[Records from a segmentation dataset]
============

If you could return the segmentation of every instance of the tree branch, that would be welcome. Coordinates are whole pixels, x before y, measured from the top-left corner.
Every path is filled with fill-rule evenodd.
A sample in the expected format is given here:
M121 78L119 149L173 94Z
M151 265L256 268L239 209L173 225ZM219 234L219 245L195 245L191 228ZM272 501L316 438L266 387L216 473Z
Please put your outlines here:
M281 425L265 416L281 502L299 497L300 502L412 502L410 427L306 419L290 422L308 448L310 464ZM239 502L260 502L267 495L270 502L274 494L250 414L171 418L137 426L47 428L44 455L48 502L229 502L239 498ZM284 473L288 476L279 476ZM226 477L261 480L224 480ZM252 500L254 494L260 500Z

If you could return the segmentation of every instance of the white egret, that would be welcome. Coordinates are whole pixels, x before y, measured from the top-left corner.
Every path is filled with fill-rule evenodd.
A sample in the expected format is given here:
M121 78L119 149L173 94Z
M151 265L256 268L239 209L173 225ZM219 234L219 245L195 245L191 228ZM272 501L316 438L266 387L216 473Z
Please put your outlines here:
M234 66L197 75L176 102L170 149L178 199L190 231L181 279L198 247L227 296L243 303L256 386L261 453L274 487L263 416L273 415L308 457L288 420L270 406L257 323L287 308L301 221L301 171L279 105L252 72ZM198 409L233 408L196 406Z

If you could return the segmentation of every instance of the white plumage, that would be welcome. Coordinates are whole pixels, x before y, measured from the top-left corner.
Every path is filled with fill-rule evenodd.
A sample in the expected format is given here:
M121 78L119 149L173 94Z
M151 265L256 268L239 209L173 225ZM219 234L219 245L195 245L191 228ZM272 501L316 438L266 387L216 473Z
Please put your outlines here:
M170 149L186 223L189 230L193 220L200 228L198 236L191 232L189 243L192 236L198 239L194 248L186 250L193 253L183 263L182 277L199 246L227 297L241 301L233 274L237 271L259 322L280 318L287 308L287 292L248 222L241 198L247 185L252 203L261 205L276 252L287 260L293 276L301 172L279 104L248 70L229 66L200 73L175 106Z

============

Exercise instructions: Could you copy every item above character for character?

Reply:
If you could return the segmentation of every instance of the tree branch, that would be welcome. Coordinates are whole pixels, x before y, measured from the top-left corner.
Every path is filled with fill-rule evenodd.
A sample in the expected format is given here:
M121 78L119 149L173 94Z
M151 265L256 268L239 209L173 225ZM219 234L219 245L195 245L191 228ZM272 501L316 438L266 387L216 473Z
Please put your outlines here:
M281 425L265 416L281 502L299 497L300 502L412 502L410 427L306 419L290 422L308 448L310 464ZM239 502L260 502L267 495L270 502L274 494L250 414L171 418L137 426L47 428L44 455L48 502L229 502L239 498ZM284 473L288 476L279 476ZM226 477L261 480L224 480ZM252 500L254 494L260 500Z

If you could return the segmentation of every instance of the white egret, that would be welcome. Coordinates are whole pixels, x before y, measured from the top-left corner.
Every path is filled with fill-rule evenodd.
A sample in the expected format is given here:
M121 78L119 149L173 94Z
M151 265L256 268L239 209L173 225ZM219 234L219 245L195 245L191 228ZM272 501L316 438L266 387L216 473Z
Please put your outlines here:
M234 66L197 75L176 102L170 149L178 199L190 231L181 279L198 247L227 296L243 303L256 386L261 453L274 487L263 416L273 415L308 457L288 420L270 406L257 323L287 308L301 221L301 171L279 105L252 72ZM198 409L233 408L196 406Z

If you could return the segmentation of every instance of the white plumage, that would be welcome. Coordinates are whole pixels, x before y, measured from the top-left corner.
Every path is filled with fill-rule evenodd.
A sample in the expected format is given here:
M121 78L119 149L173 94Z
M151 265L256 268L239 209L173 225ZM219 234L219 245L195 245L191 228ZM272 501L316 438L266 387L216 473Z
Please put your outlines here:
M170 149L186 223L189 230L193 220L200 228L198 236L191 232L189 243L192 236L198 239L194 248L186 250L193 253L183 263L182 277L199 246L227 297L241 301L233 274L237 271L259 322L280 318L287 308L287 292L248 222L241 198L247 185L252 203L261 205L276 252L287 260L293 276L301 172L279 104L248 70L229 66L200 73L175 106Z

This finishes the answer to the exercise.